TEXT PROVIDED below:

Suicide in Nepal () has become a minor national issue highlighted by a series of high-profile suicides in recent years. Ranked 126th by suicide rate globally by the 2015 World Health Organization report, Nepal has an estimated 6,840 suicides annually, or 8.2 suicides per 100,000 people. Suicide is currently the leading cause of death for Nepalese women aged 15–49.

Underreporting
The rate of suicide in Nepal has been reported to be as low as 3.7/100,000 as a result of under reporting caused by issues of legality, social stigma, and logistical problems.

Suicide is illegal in Nepal and is punishable by fines and imprisonment. According to the director of Samanta, a Nepalese organization for women’s rights, "most families will never report suicide cases as they are afraid of being entangled in police cases." In attempts to avoid legal trouble, suicidal patients and their families may avoid going to hospitals for treatment. Even after death, victims of suicide may have their deaths misattributed to avoid legal problems for their families.

Families may also avoid reporting suicides due to social stigma and discrimination against people with mental health problems. Despite the recent abundance of articles discussing suicide in Nepal, issues related to suicide are largely avoided, both as the result and perpetuation of a powerful social stigma against mental illness. For women in particular, the under reporting of suicides and suicide-attempts may be caused in part by a "culture of silence", especially in cases related to domestic abuse.

End of TEXT PROVIDED.

BRIEF = Translate this sentence from the text on suicide in Nepal into Spanish: "Suicide is illegal in Nepal and is punishable by fines and imprisonment."

EXTRACTED ENTRIES below:

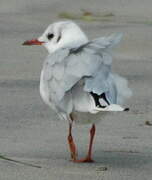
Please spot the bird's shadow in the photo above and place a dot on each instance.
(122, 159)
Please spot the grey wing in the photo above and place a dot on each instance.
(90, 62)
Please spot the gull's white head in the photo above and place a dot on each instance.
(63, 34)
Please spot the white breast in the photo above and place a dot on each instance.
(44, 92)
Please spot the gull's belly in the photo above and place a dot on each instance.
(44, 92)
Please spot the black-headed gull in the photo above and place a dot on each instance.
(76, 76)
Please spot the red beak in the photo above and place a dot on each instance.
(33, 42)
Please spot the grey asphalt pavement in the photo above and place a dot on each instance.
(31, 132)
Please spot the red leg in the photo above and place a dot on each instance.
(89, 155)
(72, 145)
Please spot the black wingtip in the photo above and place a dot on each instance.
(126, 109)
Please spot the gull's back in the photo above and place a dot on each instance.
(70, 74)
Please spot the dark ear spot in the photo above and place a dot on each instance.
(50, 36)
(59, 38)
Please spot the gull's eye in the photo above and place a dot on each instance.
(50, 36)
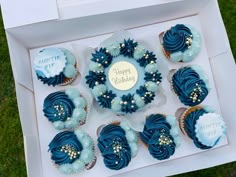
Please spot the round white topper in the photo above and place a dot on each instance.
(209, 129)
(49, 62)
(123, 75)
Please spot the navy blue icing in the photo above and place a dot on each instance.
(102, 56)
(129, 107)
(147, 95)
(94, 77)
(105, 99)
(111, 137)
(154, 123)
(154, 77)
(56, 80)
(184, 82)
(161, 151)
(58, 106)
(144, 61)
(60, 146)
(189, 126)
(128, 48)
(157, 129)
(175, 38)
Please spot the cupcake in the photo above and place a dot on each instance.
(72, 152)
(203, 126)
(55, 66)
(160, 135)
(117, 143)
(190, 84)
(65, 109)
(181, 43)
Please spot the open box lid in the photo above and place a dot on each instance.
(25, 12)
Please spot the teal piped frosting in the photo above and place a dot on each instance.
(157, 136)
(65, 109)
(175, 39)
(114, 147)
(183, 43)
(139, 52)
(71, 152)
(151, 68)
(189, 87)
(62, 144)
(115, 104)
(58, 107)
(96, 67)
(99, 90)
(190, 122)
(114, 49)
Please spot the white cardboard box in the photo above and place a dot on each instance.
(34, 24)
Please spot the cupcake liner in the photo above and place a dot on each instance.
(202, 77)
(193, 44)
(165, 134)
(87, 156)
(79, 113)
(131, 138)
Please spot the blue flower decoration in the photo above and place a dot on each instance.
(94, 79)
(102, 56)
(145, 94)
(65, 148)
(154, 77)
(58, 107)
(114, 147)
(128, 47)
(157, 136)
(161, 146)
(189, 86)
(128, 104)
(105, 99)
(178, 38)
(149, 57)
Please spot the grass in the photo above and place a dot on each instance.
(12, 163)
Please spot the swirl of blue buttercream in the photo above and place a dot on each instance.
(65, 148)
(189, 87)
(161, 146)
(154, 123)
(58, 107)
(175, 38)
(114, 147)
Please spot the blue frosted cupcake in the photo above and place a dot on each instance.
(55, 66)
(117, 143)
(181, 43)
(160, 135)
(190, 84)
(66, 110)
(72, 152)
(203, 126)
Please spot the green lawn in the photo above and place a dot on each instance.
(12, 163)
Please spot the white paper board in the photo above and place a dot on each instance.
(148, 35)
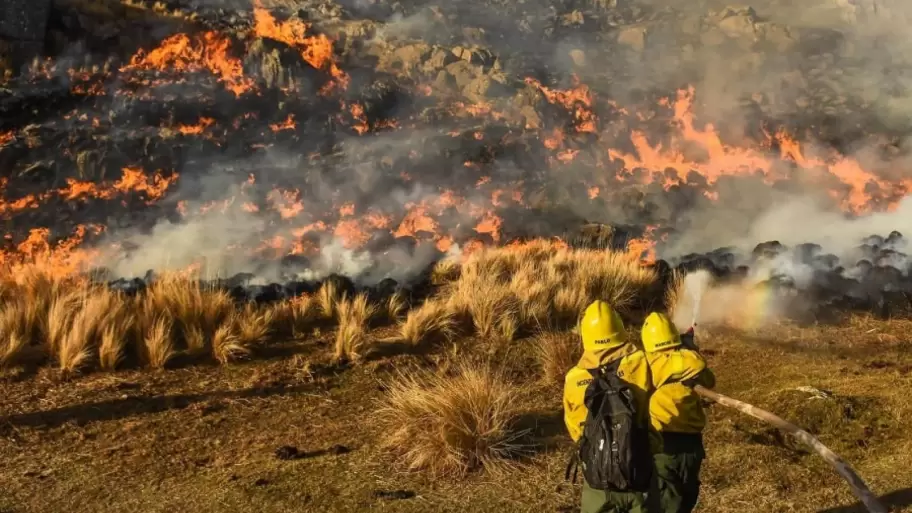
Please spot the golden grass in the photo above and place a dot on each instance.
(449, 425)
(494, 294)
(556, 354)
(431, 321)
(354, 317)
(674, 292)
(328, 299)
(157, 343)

End of EXTRACTED ENTRIES.
EXTRACTED ENTRIES below:

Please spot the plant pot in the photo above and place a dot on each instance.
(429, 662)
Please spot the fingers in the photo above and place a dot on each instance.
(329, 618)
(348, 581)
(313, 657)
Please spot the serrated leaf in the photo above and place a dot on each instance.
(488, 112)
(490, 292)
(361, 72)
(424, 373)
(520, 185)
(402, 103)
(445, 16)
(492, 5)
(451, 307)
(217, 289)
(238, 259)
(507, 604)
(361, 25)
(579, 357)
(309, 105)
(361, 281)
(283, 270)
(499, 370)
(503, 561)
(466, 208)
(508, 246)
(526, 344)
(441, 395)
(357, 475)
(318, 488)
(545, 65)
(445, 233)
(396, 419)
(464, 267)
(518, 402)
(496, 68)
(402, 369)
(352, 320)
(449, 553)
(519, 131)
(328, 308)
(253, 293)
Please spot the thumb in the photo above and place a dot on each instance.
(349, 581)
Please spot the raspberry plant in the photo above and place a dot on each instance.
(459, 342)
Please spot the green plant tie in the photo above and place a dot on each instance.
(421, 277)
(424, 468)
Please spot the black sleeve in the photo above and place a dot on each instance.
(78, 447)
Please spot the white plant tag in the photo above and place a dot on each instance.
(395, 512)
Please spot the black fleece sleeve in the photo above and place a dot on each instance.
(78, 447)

End of EXTRACTED ENTRIES.

RESULT = El suicidio es ilegal en Nepal y se castiga con multas y prisión.